### Exercise:
From the first line to the last, repeat the data exactly and drop the pictures.

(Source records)
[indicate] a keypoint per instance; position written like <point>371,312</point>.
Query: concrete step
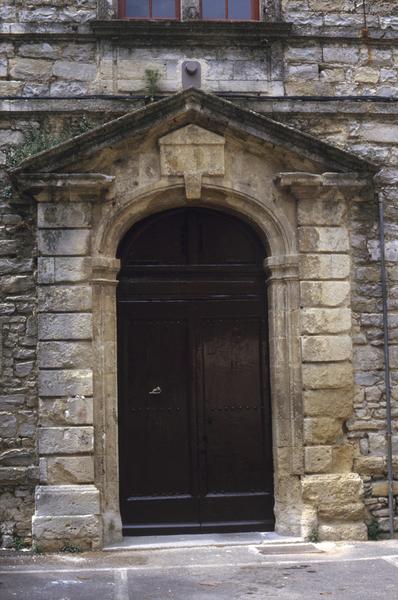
<point>270,540</point>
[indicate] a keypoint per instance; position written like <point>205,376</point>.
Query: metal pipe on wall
<point>387,376</point>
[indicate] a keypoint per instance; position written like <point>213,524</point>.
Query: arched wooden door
<point>194,408</point>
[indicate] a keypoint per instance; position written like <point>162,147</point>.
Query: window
<point>215,10</point>
<point>149,9</point>
<point>230,10</point>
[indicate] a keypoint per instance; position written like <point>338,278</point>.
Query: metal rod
<point>387,377</point>
<point>231,95</point>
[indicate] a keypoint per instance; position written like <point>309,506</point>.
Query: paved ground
<point>291,571</point>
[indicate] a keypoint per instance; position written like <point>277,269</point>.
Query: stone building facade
<point>302,104</point>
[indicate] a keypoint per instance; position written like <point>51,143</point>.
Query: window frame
<point>255,13</point>
<point>122,12</point>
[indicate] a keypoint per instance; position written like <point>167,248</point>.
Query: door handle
<point>155,391</point>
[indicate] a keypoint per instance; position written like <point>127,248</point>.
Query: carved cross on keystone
<point>192,152</point>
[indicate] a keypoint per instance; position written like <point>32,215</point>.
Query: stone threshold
<point>159,542</point>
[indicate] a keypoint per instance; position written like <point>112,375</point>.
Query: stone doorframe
<point>282,279</point>
<point>78,216</point>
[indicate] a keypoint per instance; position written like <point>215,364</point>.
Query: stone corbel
<point>105,270</point>
<point>304,185</point>
<point>282,267</point>
<point>192,152</point>
<point>45,186</point>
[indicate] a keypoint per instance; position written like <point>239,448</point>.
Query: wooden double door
<point>194,418</point>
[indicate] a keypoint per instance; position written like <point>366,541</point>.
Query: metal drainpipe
<point>387,379</point>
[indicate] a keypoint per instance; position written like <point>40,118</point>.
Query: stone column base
<point>67,516</point>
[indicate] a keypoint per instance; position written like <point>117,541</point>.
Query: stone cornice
<point>299,179</point>
<point>194,106</point>
<point>190,33</point>
<point>34,183</point>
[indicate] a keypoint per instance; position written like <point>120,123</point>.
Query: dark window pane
<point>163,9</point>
<point>213,9</point>
<point>239,9</point>
<point>137,8</point>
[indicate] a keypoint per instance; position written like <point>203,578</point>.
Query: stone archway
<point>281,278</point>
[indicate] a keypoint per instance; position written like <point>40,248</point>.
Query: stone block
<point>10,401</point>
<point>322,430</point>
<point>74,70</point>
<point>58,500</point>
<point>348,55</point>
<point>75,410</point>
<point>328,403</point>
<point>343,532</point>
<point>8,425</point>
<point>13,476</point>
<point>62,215</point>
<point>64,355</point>
<point>343,458</point>
<point>70,326</point>
<point>318,459</point>
<point>324,266</point>
<point>71,269</point>
<point>62,298</point>
<point>65,440</point>
<point>321,212</point>
<point>354,511</point>
<point>23,369</point>
<point>323,239</point>
<point>65,382</point>
<point>380,488</point>
<point>368,358</point>
<point>366,75</point>
<point>16,284</point>
<point>324,293</point>
<point>52,533</point>
<point>302,72</point>
<point>369,465</point>
<point>64,242</point>
<point>343,489</point>
<point>67,469</point>
<point>45,270</point>
<point>330,375</point>
<point>379,132</point>
<point>325,320</point>
<point>12,266</point>
<point>30,69</point>
<point>16,457</point>
<point>324,348</point>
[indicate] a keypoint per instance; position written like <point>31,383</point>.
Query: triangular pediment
<point>187,116</point>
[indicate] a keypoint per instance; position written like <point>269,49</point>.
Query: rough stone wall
<point>39,12</point>
<point>312,14</point>
<point>18,395</point>
<point>331,66</point>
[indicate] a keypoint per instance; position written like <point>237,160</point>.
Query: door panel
<point>195,455</point>
<point>235,485</point>
<point>156,444</point>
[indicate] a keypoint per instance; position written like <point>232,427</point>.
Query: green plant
<point>373,530</point>
<point>6,193</point>
<point>18,543</point>
<point>72,548</point>
<point>39,139</point>
<point>152,77</point>
<point>313,536</point>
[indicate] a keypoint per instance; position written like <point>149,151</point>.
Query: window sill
<point>198,33</point>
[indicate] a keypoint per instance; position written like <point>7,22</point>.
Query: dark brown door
<point>194,420</point>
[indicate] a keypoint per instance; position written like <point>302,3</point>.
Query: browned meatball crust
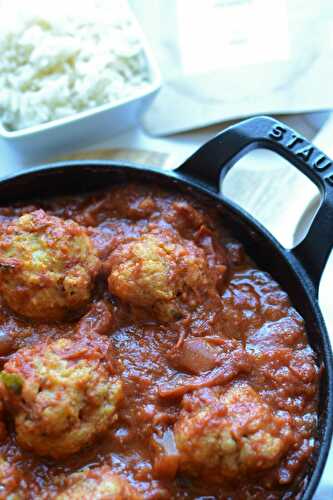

### Reply to the exercise:
[indicate] a keypoint per instance; position written like <point>371,312</point>.
Query: concrete step
<point>270,540</point>
[indicate] a keypoint per instance; position written like <point>205,376</point>.
Query: metal pipe on wall
<point>387,376</point>
[indicate] a keypoint per instance; position written like <point>213,524</point>.
Query: arched wooden door
<point>194,408</point>
[indicate] a keypoint per instance; position written like <point>162,147</point>.
Query: window
<point>215,10</point>
<point>149,9</point>
<point>230,10</point>
[indicate] a keypoint per instance; position written like <point>338,278</point>.
Query: metal rod
<point>387,377</point>
<point>231,95</point>
[indicate] a keypoint per instance; position written like <point>309,506</point>.
Query: paved ground
<point>291,571</point>
[indicate] a keypoint per instance; position written like <point>277,269</point>.
Query: stone building facade
<point>302,104</point>
[indicate] a keypoint per instance; position written like <point>51,143</point>.
Query: window frame
<point>255,13</point>
<point>122,12</point>
[indicate] a keypoint per instance; position written like <point>167,248</point>.
Query: door handle
<point>155,391</point>
[indicate] a keypoint per instance; position written like <point>127,248</point>.
Query: carved cross on keystone
<point>192,152</point>
[indicate] a keypoint per instance; position written like <point>32,215</point>.
Query: stone threshold
<point>159,542</point>
[indicate] a keypoint per instance; position written like <point>112,375</point>.
Query: stone doorframe
<point>282,279</point>
<point>78,216</point>
[indicate] a keypoint per instance; position written like <point>215,364</point>.
Query: stone corbel
<point>105,270</point>
<point>304,185</point>
<point>282,267</point>
<point>192,152</point>
<point>45,186</point>
[indicate] a keypoint per instance; position written like <point>239,448</point>.
Query: wooden double door
<point>194,418</point>
[indicate] a keypoint per instance; position written like <point>366,541</point>.
Query: metal drainpipe
<point>387,379</point>
[indicate] a keypoint per instance; position written like <point>40,118</point>.
Query: stone column base
<point>67,516</point>
[indicate] a keypoint per instance; position written like <point>117,541</point>.
Query: stone cornice
<point>299,179</point>
<point>194,106</point>
<point>190,33</point>
<point>34,183</point>
[indicate] a keypoint per instance; position written like <point>120,123</point>.
Query: dark window pane
<point>163,9</point>
<point>213,9</point>
<point>239,9</point>
<point>137,8</point>
[indicate] a keypoint per instance; position written like <point>203,578</point>.
Query: stone archway
<point>281,278</point>
[indicate] a keypoint per instance; position written like <point>40,248</point>.
Query: stone block
<point>10,401</point>
<point>322,430</point>
<point>74,70</point>
<point>58,500</point>
<point>348,55</point>
<point>75,410</point>
<point>328,403</point>
<point>343,532</point>
<point>8,425</point>
<point>13,476</point>
<point>62,215</point>
<point>64,355</point>
<point>343,458</point>
<point>70,326</point>
<point>318,459</point>
<point>324,266</point>
<point>71,269</point>
<point>62,298</point>
<point>65,440</point>
<point>321,212</point>
<point>354,511</point>
<point>23,369</point>
<point>323,239</point>
<point>65,382</point>
<point>380,488</point>
<point>368,358</point>
<point>366,75</point>
<point>16,284</point>
<point>324,293</point>
<point>52,533</point>
<point>302,72</point>
<point>369,465</point>
<point>64,242</point>
<point>343,489</point>
<point>67,469</point>
<point>45,270</point>
<point>330,375</point>
<point>379,132</point>
<point>325,320</point>
<point>12,266</point>
<point>30,69</point>
<point>16,457</point>
<point>324,348</point>
[indicate] a keypoint per instance; position written like <point>31,383</point>.
Query: triangular pediment
<point>187,116</point>
[indicate] a keypoint per instance; position written like <point>269,49</point>.
Query: rough stone wall
<point>39,12</point>
<point>312,14</point>
<point>18,395</point>
<point>331,66</point>
[indicate] a keypoint per instance; position written like <point>237,160</point>.
Query: door panel
<point>195,455</point>
<point>235,485</point>
<point>156,444</point>
[indicate] a keypoint per instance; position written like <point>232,427</point>.
Query: green plant
<point>373,530</point>
<point>6,193</point>
<point>18,543</point>
<point>72,548</point>
<point>39,139</point>
<point>152,77</point>
<point>313,536</point>
[indicate] a keypoint per instance; position written like <point>149,151</point>.
Query: window sill
<point>198,33</point>
[indicate] a keypoint per instance; position written like <point>7,22</point>.
Query: dark brown door
<point>194,420</point>
[indicate] a keypoint per instance; position written like <point>302,3</point>.
Query: browned meatball crust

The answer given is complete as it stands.